25th September 2022

What happens when we relate to our planet, to our cat or dog, to a tree?  It used to be thought that only humans had consciousness but now we know different.  The Animal Welfare (Sentience) Act became law in the UK in April.  This recognises that all vertebrates and some invertebrates (eg lobsters, crabs and octopuses) are sentient – are aware and experience feelings such as joy, fear and pain.  Even insects have been shown to have unique responses and personalities. Our consciousness was assumed to originate in our brain but now it seems that the brain does not produce consciousness but acts as a kind of receiver for it.  We are learning more about consciousness from octopuses which have a very small brain but each arm has its own consciousness and personality. 

Beyond animals, plants too respond in ways we did not expect, reacting to different types of music, and thriving or failing in response to praise or criticism.  Each morning when I walk the dogs I have a place where I stop and sing to the trees, and they seem to listen.  In our relationships with animals and plants, do we share consciousness at some level?

[Written instruction 1]
According to the piece on consciousness in animals and plants, in which month did the Animal Welfare (Sentience) Act become law in the UK?
[Written instruction 2]
Write what follows the final sentence of the piece on consciousness in animals and plants.

[Entries supplied]
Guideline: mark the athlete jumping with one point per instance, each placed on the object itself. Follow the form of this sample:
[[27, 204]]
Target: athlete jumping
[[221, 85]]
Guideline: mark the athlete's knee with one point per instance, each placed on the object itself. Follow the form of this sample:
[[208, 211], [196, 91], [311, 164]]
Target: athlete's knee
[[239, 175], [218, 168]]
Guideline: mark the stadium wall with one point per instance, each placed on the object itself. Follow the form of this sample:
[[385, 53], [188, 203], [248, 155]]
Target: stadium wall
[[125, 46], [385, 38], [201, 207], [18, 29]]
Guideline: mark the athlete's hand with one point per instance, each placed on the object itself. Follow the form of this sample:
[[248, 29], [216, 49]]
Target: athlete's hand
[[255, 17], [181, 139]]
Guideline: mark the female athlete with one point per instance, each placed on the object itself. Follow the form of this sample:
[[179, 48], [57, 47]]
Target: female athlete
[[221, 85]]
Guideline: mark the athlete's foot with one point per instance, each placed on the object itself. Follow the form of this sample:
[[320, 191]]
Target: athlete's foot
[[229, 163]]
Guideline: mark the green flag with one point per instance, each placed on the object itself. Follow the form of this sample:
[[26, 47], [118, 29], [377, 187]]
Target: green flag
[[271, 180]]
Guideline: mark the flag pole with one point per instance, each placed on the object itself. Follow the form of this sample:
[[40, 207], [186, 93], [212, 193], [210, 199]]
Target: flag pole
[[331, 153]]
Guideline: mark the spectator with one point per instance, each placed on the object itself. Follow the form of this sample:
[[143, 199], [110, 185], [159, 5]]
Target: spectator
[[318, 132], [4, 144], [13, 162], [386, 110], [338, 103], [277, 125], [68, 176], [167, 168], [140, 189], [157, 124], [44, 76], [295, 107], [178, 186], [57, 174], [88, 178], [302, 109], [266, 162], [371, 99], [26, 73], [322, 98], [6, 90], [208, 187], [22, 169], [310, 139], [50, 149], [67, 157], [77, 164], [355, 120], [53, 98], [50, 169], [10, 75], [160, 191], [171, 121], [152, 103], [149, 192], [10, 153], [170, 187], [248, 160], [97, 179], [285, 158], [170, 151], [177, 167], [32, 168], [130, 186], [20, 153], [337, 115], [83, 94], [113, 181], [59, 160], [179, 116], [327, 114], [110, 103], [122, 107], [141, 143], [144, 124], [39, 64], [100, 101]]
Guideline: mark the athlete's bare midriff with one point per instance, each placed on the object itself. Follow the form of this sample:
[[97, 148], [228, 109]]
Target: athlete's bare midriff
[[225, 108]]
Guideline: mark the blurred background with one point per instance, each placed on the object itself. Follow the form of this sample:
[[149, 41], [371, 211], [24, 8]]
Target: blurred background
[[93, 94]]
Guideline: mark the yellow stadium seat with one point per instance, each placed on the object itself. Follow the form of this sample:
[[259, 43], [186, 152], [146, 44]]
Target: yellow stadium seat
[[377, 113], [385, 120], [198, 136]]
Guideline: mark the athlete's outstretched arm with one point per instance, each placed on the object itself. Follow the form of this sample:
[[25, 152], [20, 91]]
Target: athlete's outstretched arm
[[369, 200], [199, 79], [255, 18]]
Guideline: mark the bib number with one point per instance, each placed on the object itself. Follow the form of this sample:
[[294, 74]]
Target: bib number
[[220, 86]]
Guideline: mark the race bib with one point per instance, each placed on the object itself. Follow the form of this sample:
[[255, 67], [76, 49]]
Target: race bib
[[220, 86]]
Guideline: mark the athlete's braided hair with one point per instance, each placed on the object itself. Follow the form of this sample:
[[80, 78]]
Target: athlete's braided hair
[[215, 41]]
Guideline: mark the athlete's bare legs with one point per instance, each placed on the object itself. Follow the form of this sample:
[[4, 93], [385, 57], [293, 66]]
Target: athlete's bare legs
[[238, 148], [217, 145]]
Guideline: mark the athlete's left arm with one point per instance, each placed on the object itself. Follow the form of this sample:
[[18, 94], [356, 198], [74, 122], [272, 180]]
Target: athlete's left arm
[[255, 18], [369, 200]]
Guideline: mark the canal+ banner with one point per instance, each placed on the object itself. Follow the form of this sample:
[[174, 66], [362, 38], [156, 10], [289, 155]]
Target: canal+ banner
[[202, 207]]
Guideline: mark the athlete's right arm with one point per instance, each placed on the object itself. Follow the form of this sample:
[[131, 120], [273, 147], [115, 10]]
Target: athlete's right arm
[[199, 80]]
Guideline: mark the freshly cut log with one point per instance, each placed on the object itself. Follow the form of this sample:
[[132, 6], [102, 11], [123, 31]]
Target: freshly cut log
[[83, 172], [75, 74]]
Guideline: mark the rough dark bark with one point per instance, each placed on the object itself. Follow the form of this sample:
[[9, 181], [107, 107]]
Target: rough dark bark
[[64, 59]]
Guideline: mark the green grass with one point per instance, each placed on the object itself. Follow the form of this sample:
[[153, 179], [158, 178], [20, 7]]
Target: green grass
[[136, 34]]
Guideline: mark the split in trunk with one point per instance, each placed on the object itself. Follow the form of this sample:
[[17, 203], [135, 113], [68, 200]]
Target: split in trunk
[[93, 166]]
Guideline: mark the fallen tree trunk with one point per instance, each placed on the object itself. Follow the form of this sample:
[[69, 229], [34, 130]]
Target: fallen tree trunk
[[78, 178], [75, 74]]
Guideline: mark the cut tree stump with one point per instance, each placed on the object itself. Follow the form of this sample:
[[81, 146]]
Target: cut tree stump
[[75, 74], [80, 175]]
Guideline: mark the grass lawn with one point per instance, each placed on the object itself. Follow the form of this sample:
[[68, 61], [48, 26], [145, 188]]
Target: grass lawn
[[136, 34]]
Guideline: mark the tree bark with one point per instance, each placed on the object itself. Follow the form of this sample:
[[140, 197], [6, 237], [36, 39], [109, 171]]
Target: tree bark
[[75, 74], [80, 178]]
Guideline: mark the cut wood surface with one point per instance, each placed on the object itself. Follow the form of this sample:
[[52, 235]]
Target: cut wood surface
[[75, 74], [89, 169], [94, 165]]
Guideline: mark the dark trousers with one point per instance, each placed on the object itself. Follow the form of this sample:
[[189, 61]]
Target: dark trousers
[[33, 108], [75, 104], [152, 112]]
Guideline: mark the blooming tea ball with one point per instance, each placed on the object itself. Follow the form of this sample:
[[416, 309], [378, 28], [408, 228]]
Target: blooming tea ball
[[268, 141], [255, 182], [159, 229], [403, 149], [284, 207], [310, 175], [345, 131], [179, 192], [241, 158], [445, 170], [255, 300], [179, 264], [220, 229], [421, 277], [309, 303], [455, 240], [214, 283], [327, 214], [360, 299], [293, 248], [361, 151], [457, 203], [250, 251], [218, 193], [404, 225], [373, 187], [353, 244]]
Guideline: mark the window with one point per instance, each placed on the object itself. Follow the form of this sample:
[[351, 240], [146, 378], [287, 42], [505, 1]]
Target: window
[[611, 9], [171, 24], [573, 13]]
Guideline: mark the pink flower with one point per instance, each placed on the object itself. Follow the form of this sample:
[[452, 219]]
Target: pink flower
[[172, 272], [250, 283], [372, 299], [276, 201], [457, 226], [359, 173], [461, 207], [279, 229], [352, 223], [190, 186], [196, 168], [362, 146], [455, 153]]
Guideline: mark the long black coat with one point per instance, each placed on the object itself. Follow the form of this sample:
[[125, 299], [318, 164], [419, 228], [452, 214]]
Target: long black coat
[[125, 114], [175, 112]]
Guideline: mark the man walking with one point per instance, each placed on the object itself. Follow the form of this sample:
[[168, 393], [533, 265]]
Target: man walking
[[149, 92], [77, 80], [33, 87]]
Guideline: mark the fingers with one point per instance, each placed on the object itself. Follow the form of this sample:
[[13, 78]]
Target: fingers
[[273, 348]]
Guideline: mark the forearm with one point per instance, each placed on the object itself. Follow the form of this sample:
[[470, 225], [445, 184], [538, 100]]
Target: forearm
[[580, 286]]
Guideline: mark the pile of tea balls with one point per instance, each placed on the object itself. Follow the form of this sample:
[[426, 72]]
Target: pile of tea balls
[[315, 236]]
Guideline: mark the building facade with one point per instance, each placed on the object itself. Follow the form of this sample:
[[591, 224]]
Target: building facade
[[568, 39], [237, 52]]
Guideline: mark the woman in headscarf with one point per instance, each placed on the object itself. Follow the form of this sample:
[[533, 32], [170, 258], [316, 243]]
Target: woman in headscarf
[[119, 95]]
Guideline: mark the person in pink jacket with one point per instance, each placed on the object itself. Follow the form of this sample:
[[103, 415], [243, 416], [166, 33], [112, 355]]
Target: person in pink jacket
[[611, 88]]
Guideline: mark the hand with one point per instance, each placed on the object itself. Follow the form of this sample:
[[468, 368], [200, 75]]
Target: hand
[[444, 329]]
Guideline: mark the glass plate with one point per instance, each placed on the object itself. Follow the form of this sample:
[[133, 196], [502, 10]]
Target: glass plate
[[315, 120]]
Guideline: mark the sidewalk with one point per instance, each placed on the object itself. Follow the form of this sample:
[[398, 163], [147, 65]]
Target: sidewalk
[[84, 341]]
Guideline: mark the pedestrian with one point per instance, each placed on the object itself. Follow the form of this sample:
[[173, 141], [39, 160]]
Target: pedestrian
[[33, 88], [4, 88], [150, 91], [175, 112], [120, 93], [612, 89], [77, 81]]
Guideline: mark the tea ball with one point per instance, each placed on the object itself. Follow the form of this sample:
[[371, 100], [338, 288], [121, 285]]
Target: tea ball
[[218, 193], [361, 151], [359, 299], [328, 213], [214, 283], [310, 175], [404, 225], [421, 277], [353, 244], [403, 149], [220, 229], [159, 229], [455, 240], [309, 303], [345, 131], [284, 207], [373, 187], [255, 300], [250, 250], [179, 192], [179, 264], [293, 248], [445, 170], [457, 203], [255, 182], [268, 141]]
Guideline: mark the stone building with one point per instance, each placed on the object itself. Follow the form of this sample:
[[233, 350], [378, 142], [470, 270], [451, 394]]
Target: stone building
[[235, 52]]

[Task response 1]
April

[Task response 2]
‘While stroking an octopus, it is easy to fall into reverie.  To share such a moment of deep tranquillity with another being, especially one as different from us as the octopus, is a humbling privilege.  It’s a shared sweetness, a gentle miracle, an uplink to universal consciousness – the notion, first advanced by pre-Socratic Greek philosopher Anaxagoras in 480BC, of sharing an intelligence that animates and organizes all life.  The idea of universal consciousness suffuses both Western and Eastern thought and philosophy, from the “collective unconscious” of psychologist Carl Jung, to unified field theory, to the investigations of the Institute of Noetic Sciences founded by Apollo 14 astronaut Edgar Mitchell in 1973.  I feel blessed by the thought of sharing with an octopus what one website calls “an infinite, eternal ocean of intelligent energy”.  Who would know more about the infinite, eternal ocean than an octopus?  And what could be more deeply calming that being cradled in its arms, surrounded by the water from which life itself arose? As I pet Kali’s soft head I think of Paul the Apostle’s letter to the Philippians about the power of the “peace that passeth understanding”.

And then – SPLASH – we’re hosed. “That was not aggression” says Wilson. “That was playful.”..Kali fluffs up the suckers on her arms like the frills on a petticoat and waves her arms at us.  If she were a person, we could reach no other conclusion than that she is teasing us, daring us to try again.’

Sy Montgomery. The Soul of an Octopus. Simon & Schuster. 2015


I can sip beauty,
I can take it up
by osmosis
until it becomes
the lining of my soul,
jewels in the dark.

The peony is lush,
a ball of velvet,
carmine petals
folded together
like pleats
of a heart.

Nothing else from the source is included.